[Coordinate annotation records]
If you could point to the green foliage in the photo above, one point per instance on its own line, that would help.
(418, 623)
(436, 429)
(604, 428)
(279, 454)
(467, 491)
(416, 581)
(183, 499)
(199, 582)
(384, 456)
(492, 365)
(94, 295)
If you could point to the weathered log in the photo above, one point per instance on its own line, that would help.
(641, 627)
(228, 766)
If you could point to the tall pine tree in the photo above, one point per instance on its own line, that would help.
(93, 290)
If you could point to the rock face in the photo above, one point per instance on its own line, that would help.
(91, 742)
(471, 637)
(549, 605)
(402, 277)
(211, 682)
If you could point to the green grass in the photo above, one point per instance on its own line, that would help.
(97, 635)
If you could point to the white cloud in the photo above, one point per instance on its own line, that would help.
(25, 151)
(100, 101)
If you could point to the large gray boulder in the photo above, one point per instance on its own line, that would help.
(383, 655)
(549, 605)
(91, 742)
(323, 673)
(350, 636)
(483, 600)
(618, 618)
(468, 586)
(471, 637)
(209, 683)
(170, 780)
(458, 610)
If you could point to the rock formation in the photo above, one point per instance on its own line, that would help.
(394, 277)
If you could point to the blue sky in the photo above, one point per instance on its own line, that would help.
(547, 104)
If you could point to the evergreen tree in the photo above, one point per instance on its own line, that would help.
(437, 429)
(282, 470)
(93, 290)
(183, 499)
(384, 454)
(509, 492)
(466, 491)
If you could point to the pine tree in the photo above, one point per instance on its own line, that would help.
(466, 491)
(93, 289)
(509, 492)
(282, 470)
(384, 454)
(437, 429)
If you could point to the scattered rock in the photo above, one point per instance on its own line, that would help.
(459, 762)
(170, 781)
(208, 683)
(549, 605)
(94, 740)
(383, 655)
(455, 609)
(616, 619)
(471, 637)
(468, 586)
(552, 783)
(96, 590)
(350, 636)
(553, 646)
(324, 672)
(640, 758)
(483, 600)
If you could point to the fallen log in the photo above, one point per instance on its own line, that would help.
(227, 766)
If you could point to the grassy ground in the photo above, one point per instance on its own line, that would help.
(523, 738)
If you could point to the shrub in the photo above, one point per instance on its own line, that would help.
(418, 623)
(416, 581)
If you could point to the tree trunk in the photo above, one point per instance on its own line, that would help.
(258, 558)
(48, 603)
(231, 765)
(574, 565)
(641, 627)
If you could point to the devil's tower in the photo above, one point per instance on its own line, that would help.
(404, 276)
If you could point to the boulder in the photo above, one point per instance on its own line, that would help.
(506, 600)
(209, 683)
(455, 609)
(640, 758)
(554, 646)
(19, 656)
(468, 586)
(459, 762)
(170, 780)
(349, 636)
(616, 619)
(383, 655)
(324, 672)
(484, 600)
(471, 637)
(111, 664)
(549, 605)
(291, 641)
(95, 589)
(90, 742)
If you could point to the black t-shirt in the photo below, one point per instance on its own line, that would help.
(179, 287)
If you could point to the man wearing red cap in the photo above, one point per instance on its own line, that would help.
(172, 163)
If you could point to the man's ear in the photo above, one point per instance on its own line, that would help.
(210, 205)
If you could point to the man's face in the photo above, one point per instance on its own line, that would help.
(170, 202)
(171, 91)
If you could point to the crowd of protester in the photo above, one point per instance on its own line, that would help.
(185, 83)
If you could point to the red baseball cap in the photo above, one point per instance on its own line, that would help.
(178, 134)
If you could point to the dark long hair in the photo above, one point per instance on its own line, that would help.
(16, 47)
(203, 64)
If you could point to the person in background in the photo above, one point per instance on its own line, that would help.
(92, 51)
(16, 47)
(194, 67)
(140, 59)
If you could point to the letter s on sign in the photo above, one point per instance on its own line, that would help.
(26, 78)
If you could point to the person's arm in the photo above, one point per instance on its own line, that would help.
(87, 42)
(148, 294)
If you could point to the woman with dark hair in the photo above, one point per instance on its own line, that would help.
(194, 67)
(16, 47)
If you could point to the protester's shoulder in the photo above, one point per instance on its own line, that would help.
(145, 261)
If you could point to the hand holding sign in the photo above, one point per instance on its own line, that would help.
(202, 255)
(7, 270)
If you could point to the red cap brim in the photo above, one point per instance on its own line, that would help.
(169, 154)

TASK INSTRUCTIONS - Write every record out again, unaltered.

CORRECT RESULT -
If you could point to the green foliage in the photo above, one point per instance on its own line, that would help.
(418, 623)
(436, 429)
(604, 428)
(279, 454)
(467, 491)
(416, 581)
(183, 499)
(199, 582)
(384, 456)
(492, 365)
(94, 295)
If you could point to the weathered log in the photo above, one point per instance on its own line, that would help.
(641, 627)
(228, 766)
If you could point to the tall pine tree in the photo above, one point per instance on its own line, that would help.
(93, 290)
If you could point to the rock face in the photo above, one point per instance on its own line, that would help.
(91, 742)
(471, 637)
(549, 605)
(402, 277)
(211, 682)
If you could point to the green grass in the photo above, one point per instance on its own line, that would help.
(97, 635)
If you could point to the white cloud in the photo above, one point per instance on its own line, that would help.
(25, 151)
(100, 101)
If you could point to the large gray boulder in the photo above, one point per instance on its own line, that would help.
(383, 655)
(549, 605)
(91, 742)
(323, 673)
(350, 636)
(483, 600)
(618, 618)
(468, 586)
(471, 637)
(209, 683)
(170, 780)
(458, 610)
If you could point to the rock formation in the photo above, one point per instance on its own line, that would help.
(394, 277)
If you could point to the blue sky in the photo above, one point per instance on its own line, that would help.
(547, 104)
If you could point to the evergreen tree in the photo above, one point per instance on its own line, that would help.
(437, 429)
(282, 470)
(93, 290)
(183, 499)
(384, 454)
(509, 492)
(466, 491)
If you could point to the pine tree in the photo above, one point per instance on its own line, that would help.
(466, 491)
(93, 289)
(509, 492)
(282, 470)
(384, 454)
(437, 429)
If you could point to the scattered rock in the photo above, one point per instance on its own line, that would help.
(459, 762)
(170, 781)
(208, 683)
(549, 605)
(94, 740)
(383, 655)
(455, 609)
(616, 619)
(471, 637)
(468, 586)
(552, 783)
(96, 590)
(350, 636)
(553, 646)
(324, 672)
(640, 758)
(483, 600)
If you could point to the fallen log in the photo above, one point per instance on its own line, that would help.
(227, 766)
If you could point to the grassy ground in the photo above, one point per instance on its own line, that would help.
(523, 738)
If you could point to the shrub in the photo above, one point per instance on its own line, that would help.
(418, 623)
(416, 581)
If you could point to the tree trunk in the photo above, one point per instance on its own line, that would help.
(258, 558)
(48, 603)
(231, 765)
(574, 565)
(641, 627)
If you could point to the devil's tower in the photo above, one point per instance on its own line, that would help.
(404, 276)
If you could point to the boulder in the photo above, one point per instance on its own line, that would help.
(506, 600)
(209, 683)
(455, 609)
(640, 758)
(554, 646)
(19, 656)
(468, 586)
(459, 762)
(170, 780)
(349, 636)
(616, 619)
(383, 655)
(324, 672)
(484, 600)
(471, 637)
(111, 664)
(549, 605)
(291, 641)
(95, 589)
(90, 742)
If you could point to the black t-shirt in the photo below, one point per instance on its own line, that would help.
(179, 287)
If you could point to the man wearing red cap in the photo above, one point per instance on its own line, that would help.
(172, 163)
If you could point to the man's ear in the photo above, one point per instance on its own line, that would help.
(210, 205)
If you could point to the man's face in the photo above, one point per instance on its own line, that would help.
(170, 202)
(171, 91)
If you could point to the crowd of protester in the photo above, one point per instance on its own line, that would help.
(185, 83)
If you could point to the red baseball cap in the photo above, one point per instance on its own line, that would help.
(178, 134)
If you could point to the dark long hair in the photo above, one point per instance on its own line, that would help.
(16, 47)
(203, 64)
If you could point to the person in background in the photo above, one point per instance on its own line, that would help.
(92, 51)
(16, 47)
(194, 67)
(140, 59)
If you could point to the letter s on sign in the photo above, one point per instance on its own line, that would help.
(26, 78)
If you could point to the person's arm in the photo above, one point per instance on its own line, that would help.
(87, 42)
(148, 294)
If you could point to the woman with dark hair in the photo above, one point per instance on its own line, that would help.
(194, 67)
(16, 47)
If you could point to the protester's shoulder in the photo above, one point per instance on its own line, that would help.
(145, 261)
If you could point to the hand holding sign in the photo above, one point per instance on its own line, that would help.
(202, 255)
(7, 270)
If you could point to the red cap brim in the photo above, one point per instance on its own line, that would help.
(169, 154)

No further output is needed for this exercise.